REQUIRED ACTION: Beneath this instruction is a block of data; output from it exactly the lines that run from the one containing "the car hood." through the one containing "the dry grass.", inclusive.
** INFORMATION PROVIDED follows **
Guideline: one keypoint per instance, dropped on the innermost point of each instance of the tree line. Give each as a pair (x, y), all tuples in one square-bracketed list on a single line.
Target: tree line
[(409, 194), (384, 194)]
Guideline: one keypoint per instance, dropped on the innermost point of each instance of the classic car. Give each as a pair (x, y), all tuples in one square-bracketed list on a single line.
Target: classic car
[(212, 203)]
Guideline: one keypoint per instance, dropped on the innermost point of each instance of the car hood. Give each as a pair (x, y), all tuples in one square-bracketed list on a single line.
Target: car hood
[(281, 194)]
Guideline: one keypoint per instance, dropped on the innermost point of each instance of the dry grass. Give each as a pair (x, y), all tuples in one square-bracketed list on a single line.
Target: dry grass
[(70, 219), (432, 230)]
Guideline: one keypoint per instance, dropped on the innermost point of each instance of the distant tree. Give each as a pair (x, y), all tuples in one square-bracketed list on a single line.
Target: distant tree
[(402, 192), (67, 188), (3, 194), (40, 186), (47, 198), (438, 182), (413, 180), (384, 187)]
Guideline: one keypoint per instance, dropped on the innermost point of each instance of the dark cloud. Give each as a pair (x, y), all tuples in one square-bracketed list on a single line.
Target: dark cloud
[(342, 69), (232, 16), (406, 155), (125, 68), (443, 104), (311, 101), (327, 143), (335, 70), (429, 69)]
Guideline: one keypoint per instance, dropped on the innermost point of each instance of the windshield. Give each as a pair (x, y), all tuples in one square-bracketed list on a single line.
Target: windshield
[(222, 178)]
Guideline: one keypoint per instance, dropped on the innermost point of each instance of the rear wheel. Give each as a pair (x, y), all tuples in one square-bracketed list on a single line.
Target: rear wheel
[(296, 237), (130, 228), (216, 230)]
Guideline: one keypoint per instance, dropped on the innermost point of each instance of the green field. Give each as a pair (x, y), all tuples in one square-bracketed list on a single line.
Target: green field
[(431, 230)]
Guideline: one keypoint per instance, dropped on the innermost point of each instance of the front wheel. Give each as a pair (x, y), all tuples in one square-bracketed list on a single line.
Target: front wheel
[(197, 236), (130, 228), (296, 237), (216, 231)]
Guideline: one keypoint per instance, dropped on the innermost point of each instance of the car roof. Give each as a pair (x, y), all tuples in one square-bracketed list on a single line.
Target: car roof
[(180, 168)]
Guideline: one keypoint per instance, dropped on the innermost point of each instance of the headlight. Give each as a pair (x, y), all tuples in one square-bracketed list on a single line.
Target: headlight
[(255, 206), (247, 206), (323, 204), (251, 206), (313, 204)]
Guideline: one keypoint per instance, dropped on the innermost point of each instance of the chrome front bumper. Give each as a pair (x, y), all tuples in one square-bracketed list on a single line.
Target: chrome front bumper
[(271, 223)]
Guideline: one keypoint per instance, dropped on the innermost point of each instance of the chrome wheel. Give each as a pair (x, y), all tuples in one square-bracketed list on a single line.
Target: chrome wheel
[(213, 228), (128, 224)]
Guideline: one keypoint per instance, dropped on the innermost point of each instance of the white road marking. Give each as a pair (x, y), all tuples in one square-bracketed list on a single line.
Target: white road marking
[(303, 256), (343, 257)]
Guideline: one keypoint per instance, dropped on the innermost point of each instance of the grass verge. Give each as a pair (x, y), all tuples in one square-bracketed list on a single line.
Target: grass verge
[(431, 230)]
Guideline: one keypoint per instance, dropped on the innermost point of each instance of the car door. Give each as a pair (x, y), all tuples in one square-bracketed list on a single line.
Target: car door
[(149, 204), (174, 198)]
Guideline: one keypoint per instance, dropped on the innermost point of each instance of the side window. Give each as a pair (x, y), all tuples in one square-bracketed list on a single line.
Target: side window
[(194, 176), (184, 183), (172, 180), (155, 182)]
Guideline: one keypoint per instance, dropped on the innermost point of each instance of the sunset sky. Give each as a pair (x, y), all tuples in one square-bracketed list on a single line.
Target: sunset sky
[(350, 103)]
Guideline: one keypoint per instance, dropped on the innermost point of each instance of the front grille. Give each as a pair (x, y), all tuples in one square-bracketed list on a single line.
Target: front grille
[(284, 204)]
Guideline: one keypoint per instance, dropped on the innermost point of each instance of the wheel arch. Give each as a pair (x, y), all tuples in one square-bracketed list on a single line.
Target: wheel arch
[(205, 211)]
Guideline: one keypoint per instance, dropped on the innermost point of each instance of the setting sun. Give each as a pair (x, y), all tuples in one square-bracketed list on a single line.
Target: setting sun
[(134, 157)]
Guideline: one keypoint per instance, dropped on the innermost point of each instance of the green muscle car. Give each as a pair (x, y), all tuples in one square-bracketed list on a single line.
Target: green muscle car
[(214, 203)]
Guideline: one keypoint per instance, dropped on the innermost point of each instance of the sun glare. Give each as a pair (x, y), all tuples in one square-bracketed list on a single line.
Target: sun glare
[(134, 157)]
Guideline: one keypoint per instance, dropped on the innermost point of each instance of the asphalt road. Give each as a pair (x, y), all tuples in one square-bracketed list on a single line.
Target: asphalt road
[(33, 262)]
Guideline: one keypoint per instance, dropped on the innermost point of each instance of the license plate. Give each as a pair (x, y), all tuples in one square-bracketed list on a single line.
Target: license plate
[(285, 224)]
** End of INFORMATION PROVIDED **
** INFORMATION PROVIDED follows **
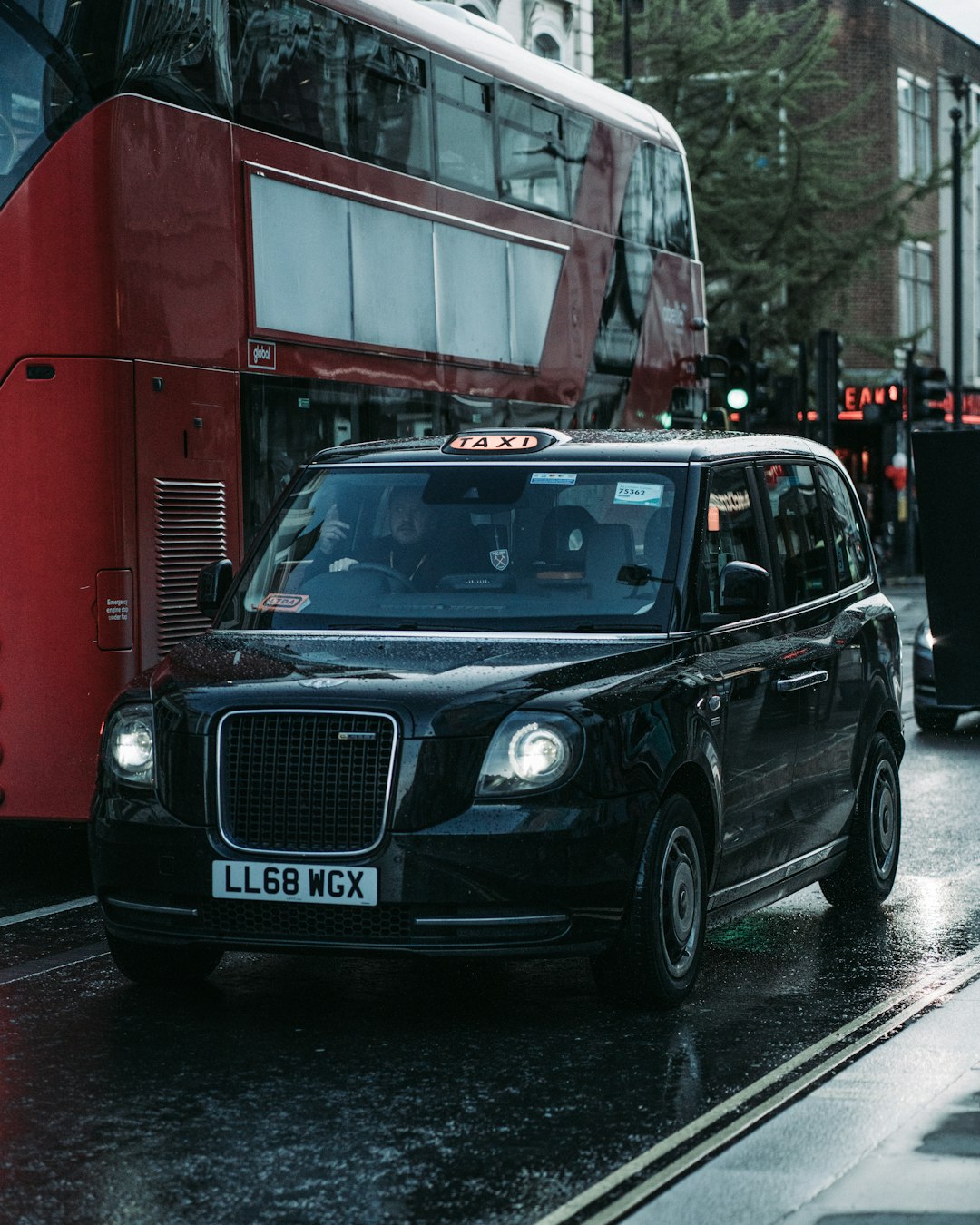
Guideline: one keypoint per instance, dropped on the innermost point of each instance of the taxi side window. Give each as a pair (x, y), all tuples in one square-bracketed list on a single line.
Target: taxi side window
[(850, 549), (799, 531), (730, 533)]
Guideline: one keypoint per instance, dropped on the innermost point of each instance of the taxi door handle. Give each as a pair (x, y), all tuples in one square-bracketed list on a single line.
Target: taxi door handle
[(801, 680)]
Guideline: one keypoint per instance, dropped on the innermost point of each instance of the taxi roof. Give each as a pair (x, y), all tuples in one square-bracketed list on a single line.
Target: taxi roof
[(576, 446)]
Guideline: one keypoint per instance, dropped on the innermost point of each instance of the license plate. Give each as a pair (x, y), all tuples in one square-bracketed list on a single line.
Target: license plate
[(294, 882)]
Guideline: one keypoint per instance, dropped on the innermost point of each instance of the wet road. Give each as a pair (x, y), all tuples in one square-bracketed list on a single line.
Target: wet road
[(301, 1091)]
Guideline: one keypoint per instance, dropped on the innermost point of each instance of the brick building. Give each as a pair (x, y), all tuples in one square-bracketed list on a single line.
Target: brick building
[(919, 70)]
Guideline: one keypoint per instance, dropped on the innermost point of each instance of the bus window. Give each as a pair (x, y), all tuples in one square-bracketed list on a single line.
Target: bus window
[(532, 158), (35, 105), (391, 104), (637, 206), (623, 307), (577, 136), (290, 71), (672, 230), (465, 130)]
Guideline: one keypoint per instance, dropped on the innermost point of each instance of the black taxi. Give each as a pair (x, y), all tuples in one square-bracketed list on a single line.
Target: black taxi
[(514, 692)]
** End of INFORMATION PROVIDED **
RESPONSE TO THE TASK:
Guideline: one keypoint per instance, dropped on the innermost point of each instance of the car hood. Give each as a pair (x, y), all tuples in one square-bracketed list on a single line.
Target: car hood
[(281, 194)]
Guideline: one keypoint per instance, dropped on the innermost point of each instance of the dry grass. Give each as a pair (x, y), all tuples in one square-bracketed list on a single line.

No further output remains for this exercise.